→ **SHORT EXERCISE**
Reproduce the records below with every instance of "fire hose coupling" swapped for "hose connector", leaving all other text unchanged.

-*-*-

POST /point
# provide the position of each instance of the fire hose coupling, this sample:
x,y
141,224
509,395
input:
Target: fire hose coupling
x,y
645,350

-*-*-

→ **EXERCISE ANSWER**
POST /point
# provide the position of each instance of the hose connector, this sample:
x,y
141,224
509,395
input:
Target: hose connector
x,y
645,350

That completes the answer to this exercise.